Given request =>
The data below is to be returned in full and exactly.

Input for this task =>
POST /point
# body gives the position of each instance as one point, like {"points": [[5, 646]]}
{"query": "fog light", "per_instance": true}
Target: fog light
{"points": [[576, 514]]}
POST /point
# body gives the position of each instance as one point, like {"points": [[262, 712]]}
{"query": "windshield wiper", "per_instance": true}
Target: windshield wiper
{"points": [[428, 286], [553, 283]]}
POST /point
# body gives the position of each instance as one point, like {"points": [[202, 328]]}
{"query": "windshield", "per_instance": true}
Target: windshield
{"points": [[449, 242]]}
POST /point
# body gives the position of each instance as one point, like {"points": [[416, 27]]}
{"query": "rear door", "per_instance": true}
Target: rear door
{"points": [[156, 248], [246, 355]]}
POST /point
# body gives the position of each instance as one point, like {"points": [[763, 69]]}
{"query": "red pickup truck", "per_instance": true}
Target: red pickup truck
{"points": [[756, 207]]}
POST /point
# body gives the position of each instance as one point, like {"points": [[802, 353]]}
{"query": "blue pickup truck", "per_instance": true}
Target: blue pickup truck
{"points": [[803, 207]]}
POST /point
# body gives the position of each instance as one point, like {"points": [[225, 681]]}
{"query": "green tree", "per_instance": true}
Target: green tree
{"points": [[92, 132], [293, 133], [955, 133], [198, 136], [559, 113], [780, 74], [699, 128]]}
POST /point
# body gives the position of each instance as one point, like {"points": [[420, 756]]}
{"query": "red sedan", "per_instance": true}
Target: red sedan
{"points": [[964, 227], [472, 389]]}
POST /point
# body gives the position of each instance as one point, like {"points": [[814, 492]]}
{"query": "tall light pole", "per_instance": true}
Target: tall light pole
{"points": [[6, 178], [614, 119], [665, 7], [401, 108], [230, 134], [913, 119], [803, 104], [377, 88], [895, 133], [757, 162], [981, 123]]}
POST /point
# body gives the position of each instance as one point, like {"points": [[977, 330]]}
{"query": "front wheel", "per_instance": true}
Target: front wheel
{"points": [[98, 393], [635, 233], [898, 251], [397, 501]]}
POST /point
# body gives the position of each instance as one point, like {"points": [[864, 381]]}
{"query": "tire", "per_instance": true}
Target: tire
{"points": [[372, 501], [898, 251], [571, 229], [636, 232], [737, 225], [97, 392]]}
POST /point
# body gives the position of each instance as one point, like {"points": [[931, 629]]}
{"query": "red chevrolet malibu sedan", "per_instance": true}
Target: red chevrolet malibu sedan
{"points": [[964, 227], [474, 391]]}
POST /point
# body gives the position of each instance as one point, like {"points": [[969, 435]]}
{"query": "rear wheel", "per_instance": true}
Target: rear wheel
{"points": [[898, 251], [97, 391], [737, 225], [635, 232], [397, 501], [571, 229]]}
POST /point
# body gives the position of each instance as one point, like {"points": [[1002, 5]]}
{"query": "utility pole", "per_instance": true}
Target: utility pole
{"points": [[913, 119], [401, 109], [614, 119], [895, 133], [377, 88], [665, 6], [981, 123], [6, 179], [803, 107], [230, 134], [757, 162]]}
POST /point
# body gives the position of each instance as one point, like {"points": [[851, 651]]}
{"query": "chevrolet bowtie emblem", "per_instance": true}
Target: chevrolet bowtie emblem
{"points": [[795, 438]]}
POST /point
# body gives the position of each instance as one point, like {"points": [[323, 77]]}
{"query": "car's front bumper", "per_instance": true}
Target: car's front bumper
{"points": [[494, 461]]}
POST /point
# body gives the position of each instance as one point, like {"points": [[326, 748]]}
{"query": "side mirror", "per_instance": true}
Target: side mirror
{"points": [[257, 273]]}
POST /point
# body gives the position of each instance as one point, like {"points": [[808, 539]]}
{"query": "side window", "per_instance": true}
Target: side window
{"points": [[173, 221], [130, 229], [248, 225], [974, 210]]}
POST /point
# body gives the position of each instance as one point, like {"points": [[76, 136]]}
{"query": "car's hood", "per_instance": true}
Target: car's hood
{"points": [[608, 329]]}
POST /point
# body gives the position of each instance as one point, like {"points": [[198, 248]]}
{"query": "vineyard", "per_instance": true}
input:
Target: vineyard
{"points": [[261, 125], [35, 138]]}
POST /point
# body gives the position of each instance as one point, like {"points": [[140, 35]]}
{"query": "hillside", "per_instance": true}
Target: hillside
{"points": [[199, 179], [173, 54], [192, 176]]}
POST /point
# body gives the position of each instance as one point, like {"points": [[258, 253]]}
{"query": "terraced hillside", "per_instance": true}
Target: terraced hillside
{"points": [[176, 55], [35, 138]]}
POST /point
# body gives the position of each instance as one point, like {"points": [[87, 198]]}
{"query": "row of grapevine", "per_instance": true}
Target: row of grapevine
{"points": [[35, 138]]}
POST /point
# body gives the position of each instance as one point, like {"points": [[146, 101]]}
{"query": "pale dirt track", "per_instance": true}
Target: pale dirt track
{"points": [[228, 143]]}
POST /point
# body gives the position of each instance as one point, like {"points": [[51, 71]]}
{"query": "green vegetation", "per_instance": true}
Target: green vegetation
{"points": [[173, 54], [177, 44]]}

Output =>
POST /point
# body gives the position of each instance as one point, like {"points": [[5, 646]]}
{"query": "fog light", "per_instance": true}
Target: fog light
{"points": [[576, 514]]}
POST /point
# body gives the position of each instance as one point, like {"points": [[262, 712]]}
{"query": "windshield wiper", "per_instance": true}
Target: windshield wiper
{"points": [[428, 286], [553, 283]]}
POST /point
# body gives the position of each instance as one point, like {"points": [[202, 328]]}
{"query": "windshield", "per_instance": true}
Target: windshield
{"points": [[449, 242]]}
POST /point
# body gives the position of each instance as one point, like {"points": [[416, 27]]}
{"query": "rear door", "per_instance": true}
Target: rear door
{"points": [[156, 248], [246, 355]]}
POST /point
# body gives the position of each instance as one point, like {"points": [[763, 69]]}
{"query": "red pickup truck", "per_instance": true}
Target: red pickup truck
{"points": [[756, 207]]}
POST /point
# body gives the position of each instance as one point, like {"points": [[802, 353]]}
{"query": "blue pickup truck", "per_instance": true}
Target: blue pickup truck
{"points": [[803, 207]]}
POST /point
# body gives the position of each instance as one point, like {"points": [[225, 681]]}
{"query": "green tree", "per_instance": true}
Target: green tree
{"points": [[92, 132], [293, 133], [955, 133], [198, 136], [559, 113], [780, 74], [699, 128]]}
POST /point
# body gives the position of each instance as one point, like {"points": [[420, 756]]}
{"query": "red sedan", "per_instance": true}
Target: red sedan
{"points": [[964, 227], [472, 389]]}
POST /point
# body gives the position of each instance as one point, like {"points": [[814, 492]]}
{"query": "tall light pole", "per_instance": true}
Target: tall light pole
{"points": [[6, 178], [614, 119], [665, 7], [401, 108], [230, 134], [913, 119], [803, 104], [377, 88], [895, 133], [757, 162], [981, 123]]}
POST /point
# body gives the position of each instance as one point, like {"points": [[977, 330]]}
{"query": "front wheel", "per_instance": true}
Target: front wheel
{"points": [[98, 393], [635, 233], [898, 251], [397, 501]]}
POST /point
# body gives the position of each instance as one point, like {"points": [[864, 381]]}
{"query": "tire", "per_instance": true}
Target: tire
{"points": [[372, 501], [898, 251], [571, 229], [636, 232], [737, 225], [97, 392]]}
POST /point
# body gives the position of each instance as one point, like {"points": [[931, 629]]}
{"query": "red chevrolet malibu sedan", "per_instance": true}
Target: red chevrolet malibu sedan
{"points": [[964, 227], [474, 391]]}
POST /point
# body gives the position of each instance as one point, like {"points": [[969, 435]]}
{"query": "rear wheel", "per_instance": true}
Target: rear wheel
{"points": [[898, 251], [97, 391], [737, 225], [635, 232], [397, 501], [571, 229]]}
POST /point
# body gives the position of each instance as one point, like {"points": [[1002, 5]]}
{"query": "utility pole", "per_instance": true}
Target: utility pole
{"points": [[913, 119], [401, 109], [614, 119], [895, 133], [377, 88], [665, 6], [981, 123], [6, 179], [803, 107], [230, 134], [757, 162]]}
POST /point
# body gives the position of each instance as one point, like {"points": [[851, 651]]}
{"query": "chevrolet bowtie emblem", "per_instance": true}
Target: chevrolet bowtie emblem
{"points": [[795, 438]]}
POST /point
# body gives the position of each instance as one point, like {"points": [[323, 77]]}
{"query": "car's front bumper", "per_instance": true}
Target: car's front bumper
{"points": [[494, 461]]}
POST /point
# body gives the position of each instance as one point, like {"points": [[326, 748]]}
{"query": "side mirror", "per_instance": true}
Target: side mirror
{"points": [[257, 273]]}
POST /point
# body gives the position of each instance as one point, like {"points": [[808, 539]]}
{"query": "side window", "per_instance": true}
Target: side window
{"points": [[173, 221], [130, 229], [248, 225], [974, 210]]}
POST /point
# body gives the position of each instance as one point, like {"points": [[76, 136]]}
{"query": "car's hood", "per_instance": true}
Target: car's hood
{"points": [[608, 329]]}
POST /point
# body gives the position of each instance as one point, like {"points": [[198, 248]]}
{"query": "vineyard", "per_instance": true}
input:
Target: vineyard
{"points": [[261, 125], [35, 138]]}
POST /point
# body gives the position of each instance as one point, like {"points": [[140, 35]]}
{"query": "hillside", "per_instance": true}
Target: hillside
{"points": [[199, 179], [173, 54], [192, 176]]}
POST /point
# body gives the position of each instance as one point, like {"points": [[258, 253]]}
{"query": "terraced hillside", "per_instance": true}
Target: terraced hillside
{"points": [[176, 55], [35, 138]]}
POST /point
# body gives the position of each instance as one point, like {"points": [[87, 198]]}
{"query": "row of grapevine", "per_instance": true}
Target: row of grapevine
{"points": [[35, 138]]}
POST /point
# body gives the position of each instance as one point, like {"points": [[146, 101]]}
{"query": "pale dirt track", "per_instance": true}
Target: pale dirt track
{"points": [[228, 143]]}
POST /point
# body gives the position of each instance as one point, like {"points": [[51, 71]]}
{"query": "green vegetation", "per_instance": true}
Target: green vegetation
{"points": [[173, 54], [177, 44]]}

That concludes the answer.